Task brief: Please set down the records exactly, keeping every line.

Source records:
+ + +

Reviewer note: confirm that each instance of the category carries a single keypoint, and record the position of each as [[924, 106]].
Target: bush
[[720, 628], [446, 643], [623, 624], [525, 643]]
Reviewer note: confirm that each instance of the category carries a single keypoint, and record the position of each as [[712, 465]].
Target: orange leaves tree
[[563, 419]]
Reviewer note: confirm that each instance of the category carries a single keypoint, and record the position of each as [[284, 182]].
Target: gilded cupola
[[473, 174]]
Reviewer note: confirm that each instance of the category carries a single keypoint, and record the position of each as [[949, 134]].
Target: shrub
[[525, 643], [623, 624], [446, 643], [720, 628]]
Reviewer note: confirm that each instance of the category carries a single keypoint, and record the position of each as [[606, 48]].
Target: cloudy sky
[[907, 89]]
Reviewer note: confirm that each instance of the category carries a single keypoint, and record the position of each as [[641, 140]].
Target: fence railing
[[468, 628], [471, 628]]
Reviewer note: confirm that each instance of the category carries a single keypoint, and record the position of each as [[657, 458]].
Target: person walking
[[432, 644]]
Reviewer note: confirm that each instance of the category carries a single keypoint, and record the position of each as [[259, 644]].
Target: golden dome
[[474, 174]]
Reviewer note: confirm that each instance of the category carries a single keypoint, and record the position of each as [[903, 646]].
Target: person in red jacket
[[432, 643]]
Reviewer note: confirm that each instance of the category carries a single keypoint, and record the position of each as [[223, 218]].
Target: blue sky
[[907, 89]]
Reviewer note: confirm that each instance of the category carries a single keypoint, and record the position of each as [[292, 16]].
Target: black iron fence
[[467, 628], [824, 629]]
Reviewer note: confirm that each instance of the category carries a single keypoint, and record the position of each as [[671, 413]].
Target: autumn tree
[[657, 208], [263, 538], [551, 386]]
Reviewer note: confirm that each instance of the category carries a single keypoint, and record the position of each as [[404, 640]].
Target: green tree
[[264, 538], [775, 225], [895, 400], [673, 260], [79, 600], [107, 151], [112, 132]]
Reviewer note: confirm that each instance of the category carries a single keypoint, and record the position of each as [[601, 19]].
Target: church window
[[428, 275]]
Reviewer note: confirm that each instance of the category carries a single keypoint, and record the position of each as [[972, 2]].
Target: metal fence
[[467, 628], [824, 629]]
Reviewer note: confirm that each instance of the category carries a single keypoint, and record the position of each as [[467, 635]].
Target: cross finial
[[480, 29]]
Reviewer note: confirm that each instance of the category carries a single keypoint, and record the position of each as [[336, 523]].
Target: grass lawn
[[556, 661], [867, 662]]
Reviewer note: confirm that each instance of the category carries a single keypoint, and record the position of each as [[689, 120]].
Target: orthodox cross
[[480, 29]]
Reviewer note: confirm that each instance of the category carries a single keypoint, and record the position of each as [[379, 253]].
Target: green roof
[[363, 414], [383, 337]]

+ + +

Output:
Reviewer note: confirm that each instance of the category carries a single keypoint, and record the position of each as [[924, 106]].
Target: bush
[[720, 628], [446, 643], [623, 624], [525, 643]]
Reviewer note: confirm that each instance of the category carries a single keypoint, and record the position of each as [[712, 465]].
Target: orange leaves tree
[[563, 419]]
Reviewer note: confirm that each instance of the category carries a single keypoint, and record the position of each as [[284, 182]].
Target: gilded cupola
[[473, 174]]
Reviewer note: confirm that each instance of the category carries a single keypoint, and record the position of each as [[949, 134]].
Target: shrub
[[525, 643], [623, 624], [446, 643], [720, 628]]
Reviewer note: confirm that each instance of the category carries a single keypoint, and record the position of each as [[606, 48]].
Target: cloudy sky
[[907, 89]]
Reviewer note: confirm that each instance of the category carries a single keypoint, and record the position of each as [[641, 140]].
Target: fence railing
[[468, 628], [471, 628]]
Reviewer note: confirm that each instance of the category carries a single keypoint, and record the position of each as [[657, 458]].
Target: person walking
[[432, 644]]
Reviewer note: confirm that each instance of the category carries a single keypoint, and record the position of each as [[259, 644]].
Target: golden dome
[[474, 174]]
Reviewer note: confirm that each instance of the category carries a single keypoint, and record the position of each as [[903, 646]].
Target: person in red jacket
[[432, 643]]
Reviewer note: confirm that each instance of the category carries a single keypoint, and record the position of each as [[223, 218]].
Target: blue sky
[[907, 89]]
Reviewer note: confirm that each instance of the category carries a single keypoint, and record the position of each as [[292, 16]].
Target: black iron fence
[[467, 628], [824, 629]]
Reviewer note: confirm that each instance of the category carries a single keypoint, and record the position of each as [[671, 413]].
Target: autumn tree
[[657, 208], [263, 538], [551, 386]]
Reviewer note: confirm that each instance of the category carries a single keypoint, and record the position of each as [[404, 640]].
Target: green tree
[[264, 538], [775, 225], [895, 400], [673, 260], [79, 600], [107, 151], [112, 132]]
Reviewer note: confirm that each instance of the category carries a single keypoint, and record the position of each as [[601, 19]].
Target: church window
[[428, 275]]
Reviewer note: confirm that each instance of the category carries a single keypoint, and record the position of each as [[972, 2]].
Target: metal fence
[[467, 628], [824, 629]]
Reviewer note: confirm that each instance of the category carries a single keypoint, and record the position of each as [[467, 635]].
Target: cross finial
[[480, 29]]
Reviewer note: confirm that each instance of the category carries a single keypoint, and record the position of each as [[336, 523]].
Target: grass lawn
[[556, 661], [867, 662]]
Reviewer note: confirm that each instance of the category carries a single keypoint, and record the position of each as [[689, 120]].
Target: orthodox cross
[[480, 29]]
Reviewer note: confirm that each instance of the category carries a single keypoint, and record the position of each as [[379, 253]].
Target: green roof
[[363, 414], [383, 337]]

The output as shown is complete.